• Objective
Please copy out all the entries below, swapping "bounding box" for "enclosing rectangle" wherever it appears and changing nothing else. Leave the pictures out.

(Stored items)
┌──

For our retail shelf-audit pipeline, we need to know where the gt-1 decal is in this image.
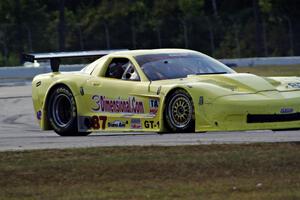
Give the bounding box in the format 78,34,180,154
144,121,159,128
36,110,42,120
84,115,107,130
92,95,145,113
288,82,300,88
280,108,294,113
130,119,142,129
107,120,128,128
149,99,159,114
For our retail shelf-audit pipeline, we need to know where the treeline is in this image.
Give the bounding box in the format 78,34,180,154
0,0,300,66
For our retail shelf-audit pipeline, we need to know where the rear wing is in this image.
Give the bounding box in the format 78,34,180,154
23,49,128,72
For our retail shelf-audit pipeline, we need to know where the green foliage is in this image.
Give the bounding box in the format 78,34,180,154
0,143,300,200
0,0,300,66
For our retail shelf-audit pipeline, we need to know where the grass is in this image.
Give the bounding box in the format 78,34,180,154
0,143,300,200
233,65,300,76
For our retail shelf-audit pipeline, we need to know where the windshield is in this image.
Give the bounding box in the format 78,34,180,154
135,53,235,81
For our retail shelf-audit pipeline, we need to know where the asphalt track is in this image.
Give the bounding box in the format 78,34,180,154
0,84,300,151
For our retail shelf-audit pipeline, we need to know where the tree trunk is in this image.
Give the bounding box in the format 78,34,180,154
285,16,294,56
253,0,263,56
131,20,136,49
104,22,110,49
15,0,24,63
58,0,65,51
233,24,241,58
211,0,218,18
156,28,162,48
180,19,189,49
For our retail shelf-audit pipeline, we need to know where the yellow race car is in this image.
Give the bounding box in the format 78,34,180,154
25,49,300,136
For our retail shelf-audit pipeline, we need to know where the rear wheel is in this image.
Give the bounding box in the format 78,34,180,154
47,86,89,136
165,90,195,132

└──

• Answer to this task
For our retail shelf-audit pipeline, we need to know where the gt-1 decal is in this image.
Give the enclosing rectangle in the format 78,34,180,154
144,121,159,128
36,110,42,120
84,115,107,130
92,95,145,113
288,82,300,88
280,108,294,113
130,119,142,129
107,120,128,128
149,99,159,114
For our retail shelf-audit pipeline, we need to know where the treeline is in this image.
Give the enclosing rectangle in the format 78,34,180,154
0,0,300,66
For our retail shelf-audit pipeline, we need to know where the rear wing is in this image.
Give the enclosing rectangle in the format 78,34,180,154
23,49,128,72
For our retail shelf-audit pipeline, we need to know where the green foliage is in this image.
Give the enclosing rectangle in the format 78,34,180,154
0,143,300,200
0,0,300,66
For our retail shelf-audit pipeline, we need to know where the grass is in this image.
Give the enclosing rectangle in the format 78,34,180,154
0,143,300,200
233,65,300,76
For our retail shelf-audit pipeline, we need to know where the windshield is in this image.
Give the enclosing rectangle in the format 78,34,180,154
135,53,235,81
For our retail shelf-audit pipeline, we need to know where the asphalt track is in this image.
Give the enclosing rectangle in the format 78,34,180,154
0,84,300,151
For our retail shelf-audit pipeline, we need to know where the tree trunk is in this image.
Give the enclosing rectangle in the format 78,34,180,154
285,16,294,56
253,0,263,56
131,20,136,49
104,22,110,49
15,0,24,63
58,0,65,51
233,24,241,58
211,0,218,18
156,28,162,48
180,19,189,49
For our retail shelf-audit pipeline, we need to know where the yellow race car is in this image.
Give the enclosing rectangle in the format 78,34,180,154
25,49,300,136
For our retail shelf-audit pipeline, we need to know where the rear wheel is in this image.
Give the enclosing rectangle in the format 78,34,180,154
47,86,89,136
165,90,195,132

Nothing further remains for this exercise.